Convert the records below into a JSON list of strings, with one string per line and blank lines omitted.

● DATA IN THIS EXERCISE

══════════════════════════════

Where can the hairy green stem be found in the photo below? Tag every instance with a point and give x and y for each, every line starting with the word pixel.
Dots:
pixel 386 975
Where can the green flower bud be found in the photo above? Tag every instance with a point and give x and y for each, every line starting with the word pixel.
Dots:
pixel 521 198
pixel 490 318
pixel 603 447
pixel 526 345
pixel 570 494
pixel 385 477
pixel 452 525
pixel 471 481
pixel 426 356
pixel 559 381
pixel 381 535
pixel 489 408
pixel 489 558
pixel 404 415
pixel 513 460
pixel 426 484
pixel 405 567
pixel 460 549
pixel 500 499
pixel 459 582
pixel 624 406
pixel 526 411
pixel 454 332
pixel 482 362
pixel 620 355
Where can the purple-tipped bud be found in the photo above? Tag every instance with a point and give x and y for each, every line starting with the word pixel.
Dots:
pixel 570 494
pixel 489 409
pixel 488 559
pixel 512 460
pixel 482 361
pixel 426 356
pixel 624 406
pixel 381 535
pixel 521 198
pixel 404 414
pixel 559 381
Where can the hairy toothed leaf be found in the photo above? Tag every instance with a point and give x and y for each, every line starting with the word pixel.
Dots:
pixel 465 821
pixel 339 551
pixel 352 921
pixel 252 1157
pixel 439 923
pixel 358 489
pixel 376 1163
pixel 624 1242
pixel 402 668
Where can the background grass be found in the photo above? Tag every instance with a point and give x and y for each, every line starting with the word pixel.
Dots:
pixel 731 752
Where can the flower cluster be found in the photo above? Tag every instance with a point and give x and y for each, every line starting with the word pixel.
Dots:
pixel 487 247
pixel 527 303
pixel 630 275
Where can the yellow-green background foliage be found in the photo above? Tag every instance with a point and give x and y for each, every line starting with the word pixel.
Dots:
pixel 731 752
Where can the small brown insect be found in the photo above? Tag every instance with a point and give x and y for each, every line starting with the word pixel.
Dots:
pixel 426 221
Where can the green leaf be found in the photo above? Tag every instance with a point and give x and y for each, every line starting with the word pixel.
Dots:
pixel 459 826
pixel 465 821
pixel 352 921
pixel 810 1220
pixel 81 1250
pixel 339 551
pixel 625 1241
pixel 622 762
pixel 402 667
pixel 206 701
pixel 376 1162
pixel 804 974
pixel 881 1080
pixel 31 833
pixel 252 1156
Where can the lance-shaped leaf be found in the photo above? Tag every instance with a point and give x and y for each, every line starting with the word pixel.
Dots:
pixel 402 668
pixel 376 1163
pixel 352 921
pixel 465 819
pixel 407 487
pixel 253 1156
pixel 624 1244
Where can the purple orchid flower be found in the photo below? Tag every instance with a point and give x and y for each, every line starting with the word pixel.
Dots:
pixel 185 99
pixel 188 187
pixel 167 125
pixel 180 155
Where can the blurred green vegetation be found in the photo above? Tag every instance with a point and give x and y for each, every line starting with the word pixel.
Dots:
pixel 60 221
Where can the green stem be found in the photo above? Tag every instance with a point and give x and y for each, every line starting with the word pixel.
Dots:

══════════════════════════════

● ANSWER FOR THIS EXERCISE
[
  "Where can the hairy green stem be found in the photo below? Tag every instance with a point and give x and y for each, every line starting with the word pixel.",
  "Dots:",
  "pixel 386 975",
  "Where can the green flower bud be found in the photo above? Tag every instance with a point and give x and y for each, every line starting with the word pixel.",
  "Dots:",
  "pixel 521 198",
  "pixel 490 318",
  "pixel 603 447",
  "pixel 526 345",
  "pixel 570 494",
  "pixel 385 477",
  "pixel 452 525",
  "pixel 471 481",
  "pixel 426 356",
  "pixel 559 381",
  "pixel 381 535",
  "pixel 489 408",
  "pixel 489 558",
  "pixel 404 415",
  "pixel 513 460",
  "pixel 426 484",
  "pixel 405 567",
  "pixel 460 549",
  "pixel 500 499",
  "pixel 459 582",
  "pixel 624 406",
  "pixel 526 411",
  "pixel 454 332",
  "pixel 482 362",
  "pixel 620 355",
  "Where can the purple-tipped bud be found in the photo above? Tag every instance with a point and give x and y for each, every line starting with the word pixel.",
  "Dots:",
  "pixel 570 494",
  "pixel 489 409",
  "pixel 488 559",
  "pixel 512 460",
  "pixel 482 361",
  "pixel 426 356",
  "pixel 624 406",
  "pixel 381 535",
  "pixel 521 198",
  "pixel 404 414",
  "pixel 559 381",
  "Where can the hairy toothed leaf be found in the photo above? Tag every instance with a point and give x and y for each, every line starting with the word pixel.",
  "Dots:",
  "pixel 465 821",
  "pixel 339 551",
  "pixel 352 921",
  "pixel 252 1157",
  "pixel 439 923",
  "pixel 358 489",
  "pixel 376 1163",
  "pixel 624 1242",
  "pixel 402 668",
  "Where can the background grass be found in the photo above? Tag every instance with a point and give x and y for each, every line starting with the word pixel.",
  "Dots:",
  "pixel 731 752",
  "Where can the flower cluster be found in the photo above? Tag every instance with a point and give x and y for each, every line starting with the word pixel.",
  "Dots:",
  "pixel 487 247",
  "pixel 527 303",
  "pixel 630 275",
  "Where can the yellow-green background foliage be found in the photo above? Tag every instance with a point and give x and y for each, every line starting with the word pixel.",
  "Dots:",
  "pixel 731 752",
  "Where can the small brown insect be found in the photo above? Tag every instance with a point and give x and y for each, every line starting with the word pixel.",
  "Dots:",
  "pixel 426 221",
  "Where can the green leaf be found in the photo above? Tag every instance with a point and give x and y for each, every line starting with the word pixel.",
  "Dots:",
  "pixel 459 826",
  "pixel 465 821",
  "pixel 352 921",
  "pixel 810 1220",
  "pixel 81 1250",
  "pixel 339 551",
  "pixel 625 1241",
  "pixel 622 762",
  "pixel 402 667",
  "pixel 206 701",
  "pixel 376 1162",
  "pixel 804 974",
  "pixel 881 1080",
  "pixel 31 833",
  "pixel 252 1156",
  "Where can the lance-shaped leaf be found in the photo above? Tag every instance with a point and give x and y for each, every line starting with the word pixel.",
  "Dots:",
  "pixel 402 668",
  "pixel 376 1163",
  "pixel 352 921",
  "pixel 465 819",
  "pixel 407 487",
  "pixel 253 1156",
  "pixel 624 1244",
  "Where can the purple orchid flower be found in the photo below? Tag every instance with a point and give x and y for each, every line starting with the word pixel.",
  "Dots:",
  "pixel 185 99",
  "pixel 188 187",
  "pixel 167 125",
  "pixel 180 155",
  "Where can the blurred green vegetation be found in the photo above? Tag every instance with a point and give x and y for each, every line starting with the word pixel.",
  "Dots:",
  "pixel 60 221",
  "Where can the green stem be found in the photo above? Tag every instance with a point and give x and y for each, every line starting with the word pixel.",
  "Dots:"
]